> EXERCISE DESCRIPTION: Output every line of the entries from the line containing "Drop a marker on every instance of the outdoor" through the last, exactly, with no other content.

> PROVIDED RECORDS:
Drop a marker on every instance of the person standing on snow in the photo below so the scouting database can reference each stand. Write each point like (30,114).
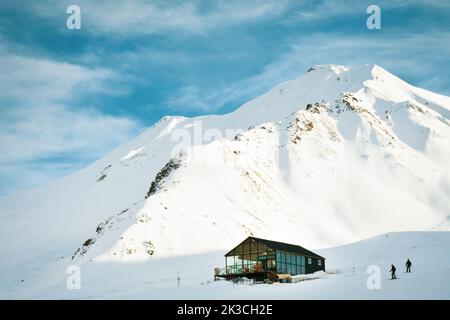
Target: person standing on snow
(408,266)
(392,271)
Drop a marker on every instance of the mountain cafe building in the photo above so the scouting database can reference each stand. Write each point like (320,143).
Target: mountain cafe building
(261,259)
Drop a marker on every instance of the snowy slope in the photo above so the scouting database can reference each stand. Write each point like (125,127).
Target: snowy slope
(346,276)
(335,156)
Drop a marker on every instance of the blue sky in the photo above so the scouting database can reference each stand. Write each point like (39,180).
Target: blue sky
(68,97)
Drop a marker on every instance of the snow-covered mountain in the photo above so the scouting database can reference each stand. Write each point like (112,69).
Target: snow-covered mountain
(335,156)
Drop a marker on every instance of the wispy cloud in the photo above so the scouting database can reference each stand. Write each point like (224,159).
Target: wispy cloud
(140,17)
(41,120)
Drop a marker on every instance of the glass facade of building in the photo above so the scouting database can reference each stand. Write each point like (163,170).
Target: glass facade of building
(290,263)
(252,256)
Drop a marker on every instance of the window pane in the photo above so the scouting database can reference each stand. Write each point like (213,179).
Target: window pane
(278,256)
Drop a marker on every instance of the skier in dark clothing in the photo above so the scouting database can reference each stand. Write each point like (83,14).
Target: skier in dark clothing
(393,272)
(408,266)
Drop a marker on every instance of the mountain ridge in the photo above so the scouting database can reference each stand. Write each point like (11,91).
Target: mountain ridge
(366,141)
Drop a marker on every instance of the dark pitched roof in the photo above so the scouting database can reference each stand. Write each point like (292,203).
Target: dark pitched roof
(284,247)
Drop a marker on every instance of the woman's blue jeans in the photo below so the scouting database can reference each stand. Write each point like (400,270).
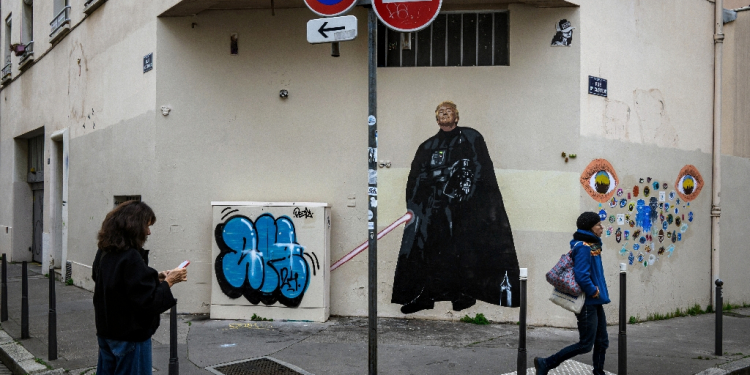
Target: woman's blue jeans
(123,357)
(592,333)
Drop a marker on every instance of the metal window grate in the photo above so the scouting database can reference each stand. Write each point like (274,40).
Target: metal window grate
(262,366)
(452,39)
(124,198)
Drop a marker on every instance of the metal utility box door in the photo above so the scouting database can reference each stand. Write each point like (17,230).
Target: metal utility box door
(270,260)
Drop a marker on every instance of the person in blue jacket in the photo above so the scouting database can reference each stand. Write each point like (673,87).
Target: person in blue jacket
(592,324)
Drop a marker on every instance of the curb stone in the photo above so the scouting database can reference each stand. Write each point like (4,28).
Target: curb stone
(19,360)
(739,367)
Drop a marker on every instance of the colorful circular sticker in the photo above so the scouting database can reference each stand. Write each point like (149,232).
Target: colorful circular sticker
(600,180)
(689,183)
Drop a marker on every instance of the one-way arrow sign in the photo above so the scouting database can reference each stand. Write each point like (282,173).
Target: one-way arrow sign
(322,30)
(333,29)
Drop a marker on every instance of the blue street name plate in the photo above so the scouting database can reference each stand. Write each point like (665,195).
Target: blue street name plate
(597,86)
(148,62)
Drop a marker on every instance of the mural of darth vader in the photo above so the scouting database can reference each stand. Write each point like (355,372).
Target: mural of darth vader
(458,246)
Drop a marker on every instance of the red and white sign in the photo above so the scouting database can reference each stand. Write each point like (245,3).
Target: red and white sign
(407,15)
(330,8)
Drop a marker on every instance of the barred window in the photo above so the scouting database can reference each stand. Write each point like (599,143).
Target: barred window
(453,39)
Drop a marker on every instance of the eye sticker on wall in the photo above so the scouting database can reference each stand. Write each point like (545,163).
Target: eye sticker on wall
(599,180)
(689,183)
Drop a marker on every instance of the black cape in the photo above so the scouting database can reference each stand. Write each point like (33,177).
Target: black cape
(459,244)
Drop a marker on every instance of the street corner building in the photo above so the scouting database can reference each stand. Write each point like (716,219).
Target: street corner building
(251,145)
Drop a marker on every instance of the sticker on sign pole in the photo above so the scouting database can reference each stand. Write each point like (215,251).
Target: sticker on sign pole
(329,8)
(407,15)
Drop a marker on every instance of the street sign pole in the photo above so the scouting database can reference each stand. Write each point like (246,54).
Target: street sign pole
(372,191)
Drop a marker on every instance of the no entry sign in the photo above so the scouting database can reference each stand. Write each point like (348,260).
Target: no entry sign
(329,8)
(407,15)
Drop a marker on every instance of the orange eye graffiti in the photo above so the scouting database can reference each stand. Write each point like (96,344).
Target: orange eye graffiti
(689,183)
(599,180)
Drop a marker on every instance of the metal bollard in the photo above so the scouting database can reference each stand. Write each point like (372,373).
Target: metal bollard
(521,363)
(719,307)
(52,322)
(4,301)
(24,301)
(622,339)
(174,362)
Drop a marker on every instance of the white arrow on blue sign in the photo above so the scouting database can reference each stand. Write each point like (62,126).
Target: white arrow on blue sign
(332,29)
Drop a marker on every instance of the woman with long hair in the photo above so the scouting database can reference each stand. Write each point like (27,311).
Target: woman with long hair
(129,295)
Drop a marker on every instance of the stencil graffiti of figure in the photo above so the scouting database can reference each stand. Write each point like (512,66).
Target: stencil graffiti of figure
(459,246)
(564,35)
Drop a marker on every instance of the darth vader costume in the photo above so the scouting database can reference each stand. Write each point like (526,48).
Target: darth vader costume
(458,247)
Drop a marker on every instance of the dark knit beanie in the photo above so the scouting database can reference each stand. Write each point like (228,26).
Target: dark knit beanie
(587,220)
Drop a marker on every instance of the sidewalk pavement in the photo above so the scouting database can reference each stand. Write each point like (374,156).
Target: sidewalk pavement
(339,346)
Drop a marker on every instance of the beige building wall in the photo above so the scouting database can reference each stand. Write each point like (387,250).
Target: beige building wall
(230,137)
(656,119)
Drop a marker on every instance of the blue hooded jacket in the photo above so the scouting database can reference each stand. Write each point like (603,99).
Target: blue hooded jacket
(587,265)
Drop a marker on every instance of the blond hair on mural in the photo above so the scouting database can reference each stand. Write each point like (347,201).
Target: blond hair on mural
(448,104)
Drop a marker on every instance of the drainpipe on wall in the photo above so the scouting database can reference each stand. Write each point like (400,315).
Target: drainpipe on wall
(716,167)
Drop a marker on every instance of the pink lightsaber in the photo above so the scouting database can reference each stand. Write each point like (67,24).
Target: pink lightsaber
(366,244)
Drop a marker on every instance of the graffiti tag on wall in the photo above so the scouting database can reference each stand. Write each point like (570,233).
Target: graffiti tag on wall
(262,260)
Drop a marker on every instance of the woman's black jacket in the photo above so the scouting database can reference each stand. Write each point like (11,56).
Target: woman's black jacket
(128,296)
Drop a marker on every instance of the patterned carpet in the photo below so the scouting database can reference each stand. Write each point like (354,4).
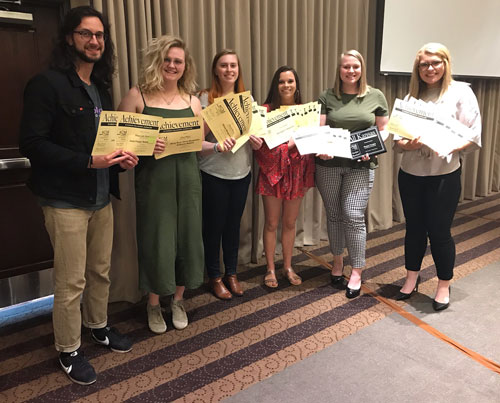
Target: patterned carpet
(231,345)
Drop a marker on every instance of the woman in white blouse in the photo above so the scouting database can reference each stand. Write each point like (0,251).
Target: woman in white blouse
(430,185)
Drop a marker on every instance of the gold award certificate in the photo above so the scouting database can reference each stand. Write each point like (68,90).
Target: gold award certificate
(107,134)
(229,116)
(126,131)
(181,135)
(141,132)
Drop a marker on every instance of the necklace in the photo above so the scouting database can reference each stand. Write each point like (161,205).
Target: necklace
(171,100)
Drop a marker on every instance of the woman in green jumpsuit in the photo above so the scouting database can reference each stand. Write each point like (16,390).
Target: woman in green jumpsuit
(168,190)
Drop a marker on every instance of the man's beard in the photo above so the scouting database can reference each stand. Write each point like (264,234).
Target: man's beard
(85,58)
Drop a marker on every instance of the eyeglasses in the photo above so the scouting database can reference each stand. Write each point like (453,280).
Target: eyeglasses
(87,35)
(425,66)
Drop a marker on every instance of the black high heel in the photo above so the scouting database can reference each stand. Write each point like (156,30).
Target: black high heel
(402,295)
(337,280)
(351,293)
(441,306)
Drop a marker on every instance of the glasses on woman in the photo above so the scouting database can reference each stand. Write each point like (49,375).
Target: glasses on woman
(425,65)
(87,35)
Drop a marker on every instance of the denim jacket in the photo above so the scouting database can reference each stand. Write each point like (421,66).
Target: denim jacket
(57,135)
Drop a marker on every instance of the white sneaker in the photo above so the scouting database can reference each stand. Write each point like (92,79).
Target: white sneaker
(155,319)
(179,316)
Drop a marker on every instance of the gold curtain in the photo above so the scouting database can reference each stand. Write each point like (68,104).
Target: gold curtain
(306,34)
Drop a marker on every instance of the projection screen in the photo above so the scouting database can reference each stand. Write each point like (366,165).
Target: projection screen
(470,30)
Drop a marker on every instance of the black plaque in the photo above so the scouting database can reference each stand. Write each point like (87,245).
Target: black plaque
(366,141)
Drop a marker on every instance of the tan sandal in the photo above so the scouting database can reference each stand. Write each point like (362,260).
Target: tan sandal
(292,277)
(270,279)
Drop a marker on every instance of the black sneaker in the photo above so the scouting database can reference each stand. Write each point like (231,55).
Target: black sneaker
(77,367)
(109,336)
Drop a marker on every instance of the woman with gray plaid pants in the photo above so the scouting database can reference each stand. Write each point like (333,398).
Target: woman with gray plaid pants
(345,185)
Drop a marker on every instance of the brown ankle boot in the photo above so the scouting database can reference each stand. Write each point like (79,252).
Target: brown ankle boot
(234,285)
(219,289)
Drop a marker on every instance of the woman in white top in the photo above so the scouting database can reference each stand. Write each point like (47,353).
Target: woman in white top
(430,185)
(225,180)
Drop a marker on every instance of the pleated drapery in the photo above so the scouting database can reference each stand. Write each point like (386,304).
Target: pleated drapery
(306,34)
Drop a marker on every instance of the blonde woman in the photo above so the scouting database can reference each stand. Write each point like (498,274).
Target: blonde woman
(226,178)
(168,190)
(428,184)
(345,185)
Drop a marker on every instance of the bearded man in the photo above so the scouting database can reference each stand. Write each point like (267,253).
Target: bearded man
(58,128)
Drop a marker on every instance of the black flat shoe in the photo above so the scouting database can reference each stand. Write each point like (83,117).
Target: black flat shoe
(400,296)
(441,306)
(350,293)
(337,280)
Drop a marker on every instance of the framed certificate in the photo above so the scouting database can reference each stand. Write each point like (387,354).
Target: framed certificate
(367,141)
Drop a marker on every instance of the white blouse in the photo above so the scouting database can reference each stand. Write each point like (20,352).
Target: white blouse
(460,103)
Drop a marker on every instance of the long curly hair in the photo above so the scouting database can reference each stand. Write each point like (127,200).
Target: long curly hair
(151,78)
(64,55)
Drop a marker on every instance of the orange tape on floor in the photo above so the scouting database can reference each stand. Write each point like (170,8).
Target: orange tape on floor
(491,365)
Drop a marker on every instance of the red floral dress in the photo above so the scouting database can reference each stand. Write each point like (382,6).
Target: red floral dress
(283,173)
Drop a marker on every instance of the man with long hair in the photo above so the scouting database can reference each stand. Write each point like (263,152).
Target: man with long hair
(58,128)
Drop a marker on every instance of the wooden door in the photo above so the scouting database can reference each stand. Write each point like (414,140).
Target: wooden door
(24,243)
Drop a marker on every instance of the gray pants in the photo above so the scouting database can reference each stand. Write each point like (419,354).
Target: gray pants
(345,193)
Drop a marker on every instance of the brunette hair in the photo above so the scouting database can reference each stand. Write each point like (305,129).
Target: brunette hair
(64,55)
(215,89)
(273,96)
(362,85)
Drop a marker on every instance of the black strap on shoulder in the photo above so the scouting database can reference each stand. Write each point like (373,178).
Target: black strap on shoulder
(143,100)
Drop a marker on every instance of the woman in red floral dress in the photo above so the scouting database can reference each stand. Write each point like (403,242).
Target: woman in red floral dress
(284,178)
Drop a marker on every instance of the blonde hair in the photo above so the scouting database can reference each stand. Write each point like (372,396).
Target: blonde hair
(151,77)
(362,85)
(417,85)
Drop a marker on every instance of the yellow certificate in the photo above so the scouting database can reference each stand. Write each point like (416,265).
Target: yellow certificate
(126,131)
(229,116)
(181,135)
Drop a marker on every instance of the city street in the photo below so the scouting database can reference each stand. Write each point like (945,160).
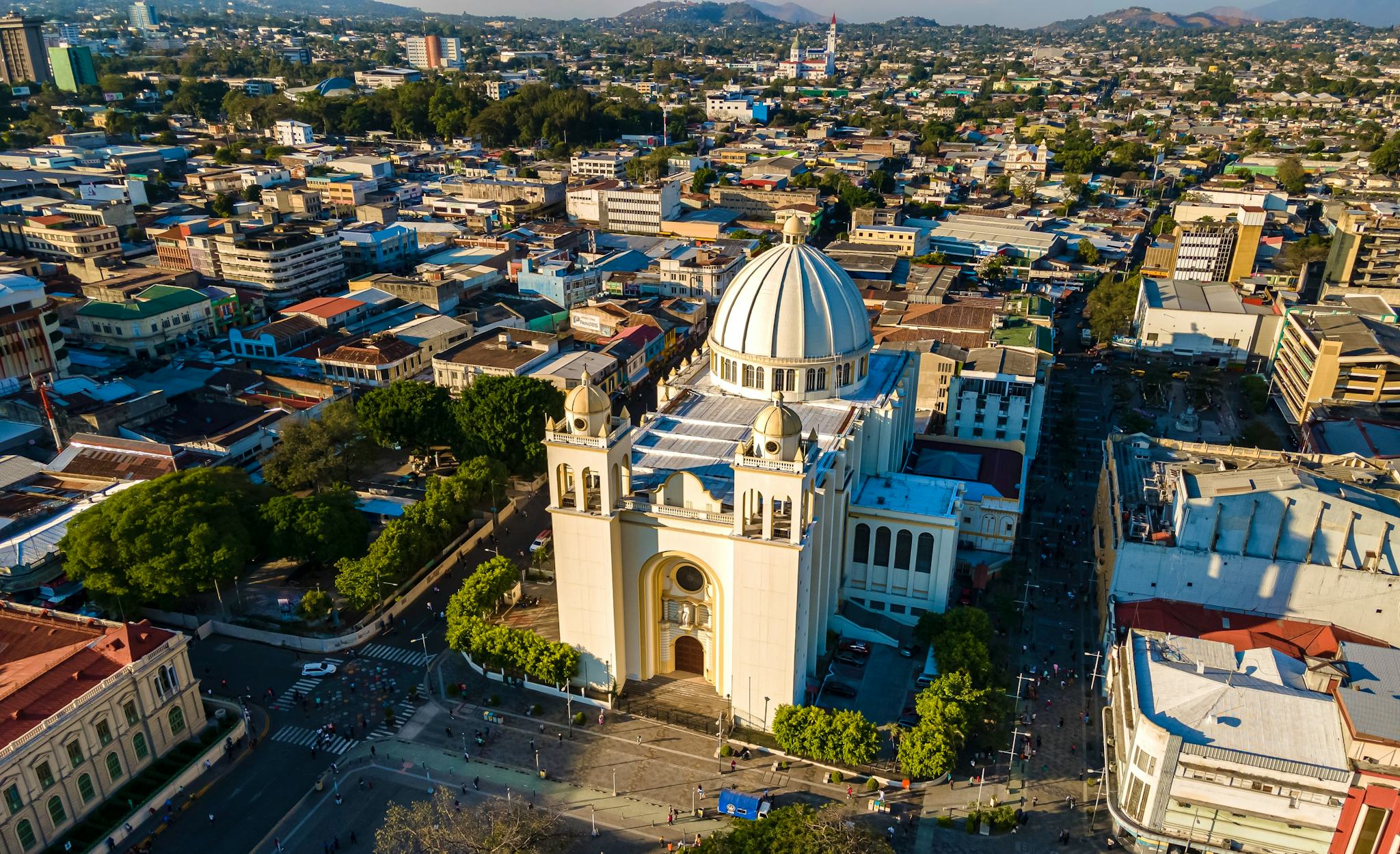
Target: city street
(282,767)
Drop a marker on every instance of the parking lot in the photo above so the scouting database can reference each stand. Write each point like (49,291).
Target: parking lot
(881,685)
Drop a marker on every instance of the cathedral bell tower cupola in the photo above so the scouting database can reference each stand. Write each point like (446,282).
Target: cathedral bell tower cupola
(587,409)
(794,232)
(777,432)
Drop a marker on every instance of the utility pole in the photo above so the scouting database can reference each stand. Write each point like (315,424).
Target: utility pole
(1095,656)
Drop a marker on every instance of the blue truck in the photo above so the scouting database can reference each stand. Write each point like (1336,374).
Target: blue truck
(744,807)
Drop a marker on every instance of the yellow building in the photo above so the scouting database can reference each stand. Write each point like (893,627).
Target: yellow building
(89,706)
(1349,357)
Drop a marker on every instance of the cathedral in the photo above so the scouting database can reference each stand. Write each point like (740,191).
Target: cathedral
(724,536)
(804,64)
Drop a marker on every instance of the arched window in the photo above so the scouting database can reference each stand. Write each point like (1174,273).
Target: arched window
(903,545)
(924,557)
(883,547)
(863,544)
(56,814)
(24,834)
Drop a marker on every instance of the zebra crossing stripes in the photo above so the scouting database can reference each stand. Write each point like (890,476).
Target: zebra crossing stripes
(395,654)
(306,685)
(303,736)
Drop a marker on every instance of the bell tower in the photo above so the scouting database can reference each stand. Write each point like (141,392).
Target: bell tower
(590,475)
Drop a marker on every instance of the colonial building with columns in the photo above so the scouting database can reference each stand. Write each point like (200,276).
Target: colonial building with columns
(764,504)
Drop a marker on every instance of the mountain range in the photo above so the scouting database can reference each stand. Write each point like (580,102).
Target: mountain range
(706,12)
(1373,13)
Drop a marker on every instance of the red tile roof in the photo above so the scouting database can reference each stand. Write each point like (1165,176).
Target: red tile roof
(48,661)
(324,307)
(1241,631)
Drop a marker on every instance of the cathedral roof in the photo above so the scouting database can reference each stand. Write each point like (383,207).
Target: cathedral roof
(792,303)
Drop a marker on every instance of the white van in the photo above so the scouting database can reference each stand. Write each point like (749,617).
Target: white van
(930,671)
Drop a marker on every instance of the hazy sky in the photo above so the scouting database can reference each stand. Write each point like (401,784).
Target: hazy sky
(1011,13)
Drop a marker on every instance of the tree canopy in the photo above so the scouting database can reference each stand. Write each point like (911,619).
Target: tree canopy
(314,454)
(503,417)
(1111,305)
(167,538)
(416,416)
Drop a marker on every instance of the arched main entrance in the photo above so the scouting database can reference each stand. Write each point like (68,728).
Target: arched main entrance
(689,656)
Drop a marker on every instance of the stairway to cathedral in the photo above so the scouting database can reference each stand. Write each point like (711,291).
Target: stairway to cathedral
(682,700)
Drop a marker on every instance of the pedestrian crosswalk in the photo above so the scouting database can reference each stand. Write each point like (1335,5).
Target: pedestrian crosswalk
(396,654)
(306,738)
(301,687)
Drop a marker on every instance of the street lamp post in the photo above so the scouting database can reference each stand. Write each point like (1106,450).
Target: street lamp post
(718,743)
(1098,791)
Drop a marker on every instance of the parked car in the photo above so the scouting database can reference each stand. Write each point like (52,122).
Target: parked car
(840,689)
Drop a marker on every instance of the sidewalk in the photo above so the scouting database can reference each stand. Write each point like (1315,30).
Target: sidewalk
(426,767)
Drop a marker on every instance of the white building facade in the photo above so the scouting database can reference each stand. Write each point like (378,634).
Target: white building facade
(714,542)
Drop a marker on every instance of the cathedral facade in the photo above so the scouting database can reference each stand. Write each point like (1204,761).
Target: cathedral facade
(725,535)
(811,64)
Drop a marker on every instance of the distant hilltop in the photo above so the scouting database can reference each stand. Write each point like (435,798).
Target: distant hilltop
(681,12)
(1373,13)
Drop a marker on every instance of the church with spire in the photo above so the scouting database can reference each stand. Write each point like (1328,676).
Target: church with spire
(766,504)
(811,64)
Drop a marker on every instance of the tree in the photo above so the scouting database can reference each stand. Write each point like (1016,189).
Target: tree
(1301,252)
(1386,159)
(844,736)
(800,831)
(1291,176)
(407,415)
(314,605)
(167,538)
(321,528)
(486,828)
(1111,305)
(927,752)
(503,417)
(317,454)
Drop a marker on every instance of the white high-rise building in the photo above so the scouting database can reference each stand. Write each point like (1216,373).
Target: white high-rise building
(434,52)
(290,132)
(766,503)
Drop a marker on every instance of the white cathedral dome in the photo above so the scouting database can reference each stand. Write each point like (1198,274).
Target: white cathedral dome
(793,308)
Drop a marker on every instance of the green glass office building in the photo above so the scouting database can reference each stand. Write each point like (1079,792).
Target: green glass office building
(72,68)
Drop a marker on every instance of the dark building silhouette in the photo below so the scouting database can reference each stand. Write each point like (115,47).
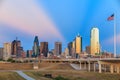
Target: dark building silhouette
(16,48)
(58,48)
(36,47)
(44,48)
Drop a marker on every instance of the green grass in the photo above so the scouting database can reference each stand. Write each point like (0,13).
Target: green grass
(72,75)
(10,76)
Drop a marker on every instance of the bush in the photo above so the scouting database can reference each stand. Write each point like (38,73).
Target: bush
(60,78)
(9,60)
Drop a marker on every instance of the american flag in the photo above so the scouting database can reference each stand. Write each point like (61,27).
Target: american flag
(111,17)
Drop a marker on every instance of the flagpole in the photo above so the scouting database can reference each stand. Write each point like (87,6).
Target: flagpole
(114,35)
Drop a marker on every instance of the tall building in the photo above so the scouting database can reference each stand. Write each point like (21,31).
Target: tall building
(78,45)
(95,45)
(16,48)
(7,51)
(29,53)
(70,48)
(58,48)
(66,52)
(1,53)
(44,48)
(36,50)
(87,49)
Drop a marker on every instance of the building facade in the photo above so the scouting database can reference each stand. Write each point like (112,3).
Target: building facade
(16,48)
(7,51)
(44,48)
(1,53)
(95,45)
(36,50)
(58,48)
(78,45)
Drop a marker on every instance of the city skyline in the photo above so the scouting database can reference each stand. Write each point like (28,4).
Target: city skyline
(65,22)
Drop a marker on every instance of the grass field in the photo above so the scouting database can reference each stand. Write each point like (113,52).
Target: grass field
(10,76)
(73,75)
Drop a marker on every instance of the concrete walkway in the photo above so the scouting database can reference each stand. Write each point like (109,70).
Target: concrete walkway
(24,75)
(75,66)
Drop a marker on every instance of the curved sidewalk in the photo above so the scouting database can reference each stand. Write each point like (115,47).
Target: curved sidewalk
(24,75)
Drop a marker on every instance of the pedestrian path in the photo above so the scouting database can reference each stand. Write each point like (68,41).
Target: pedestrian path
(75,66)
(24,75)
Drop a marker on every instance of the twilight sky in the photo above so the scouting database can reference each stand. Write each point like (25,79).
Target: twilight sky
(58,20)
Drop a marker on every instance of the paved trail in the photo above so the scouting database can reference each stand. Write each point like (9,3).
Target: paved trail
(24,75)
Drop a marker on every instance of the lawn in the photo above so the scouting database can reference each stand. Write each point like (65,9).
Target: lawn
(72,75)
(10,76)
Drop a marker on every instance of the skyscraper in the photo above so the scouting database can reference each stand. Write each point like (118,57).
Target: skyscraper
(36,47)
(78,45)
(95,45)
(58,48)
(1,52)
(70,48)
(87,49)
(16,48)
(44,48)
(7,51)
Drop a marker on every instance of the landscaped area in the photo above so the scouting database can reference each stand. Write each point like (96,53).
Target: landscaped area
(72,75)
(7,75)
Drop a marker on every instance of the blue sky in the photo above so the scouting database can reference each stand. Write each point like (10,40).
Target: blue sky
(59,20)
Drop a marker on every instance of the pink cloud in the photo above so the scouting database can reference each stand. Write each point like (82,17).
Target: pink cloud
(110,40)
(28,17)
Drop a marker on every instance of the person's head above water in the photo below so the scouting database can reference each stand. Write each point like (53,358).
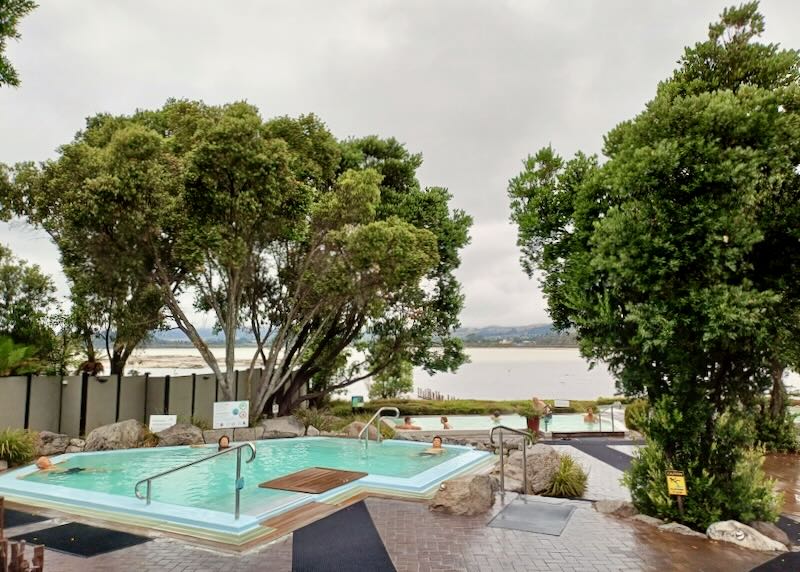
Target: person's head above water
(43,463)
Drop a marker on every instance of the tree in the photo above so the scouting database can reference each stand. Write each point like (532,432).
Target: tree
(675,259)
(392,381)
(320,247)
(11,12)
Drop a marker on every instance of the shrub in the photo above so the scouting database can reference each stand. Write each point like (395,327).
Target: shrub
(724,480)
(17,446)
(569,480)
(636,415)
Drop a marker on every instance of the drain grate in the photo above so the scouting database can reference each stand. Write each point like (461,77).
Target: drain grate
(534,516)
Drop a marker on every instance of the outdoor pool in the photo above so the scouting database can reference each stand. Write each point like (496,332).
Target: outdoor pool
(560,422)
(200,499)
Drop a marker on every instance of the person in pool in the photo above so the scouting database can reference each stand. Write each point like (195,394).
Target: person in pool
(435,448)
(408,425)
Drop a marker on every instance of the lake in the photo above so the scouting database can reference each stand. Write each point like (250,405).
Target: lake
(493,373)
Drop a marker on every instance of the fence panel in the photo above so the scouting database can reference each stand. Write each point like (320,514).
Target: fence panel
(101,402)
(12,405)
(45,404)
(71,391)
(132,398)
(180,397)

> EXERCISE OUTPUT:
Drop a marker on every instance of the outdoor pool in the photo above so the scouting database can reference each stand. Write each point like (496,332).
Target: outdoor pool
(560,422)
(200,499)
Drop a marker on every instance of the person in pool in the photo above so the scouting database can reference each stand. Write each point like (195,394).
Target: person in pool
(435,448)
(408,425)
Drop a marker on every instance of the lake in the photo above so the scouting database can reference each stand. Write each point like (250,405).
Target: lake
(493,373)
Drop a marker on every instance of the fence panel in the photo above so the scouting database can reference each stand. Write each point like (320,514).
Target: fence panel
(101,402)
(12,405)
(45,404)
(71,391)
(132,398)
(180,397)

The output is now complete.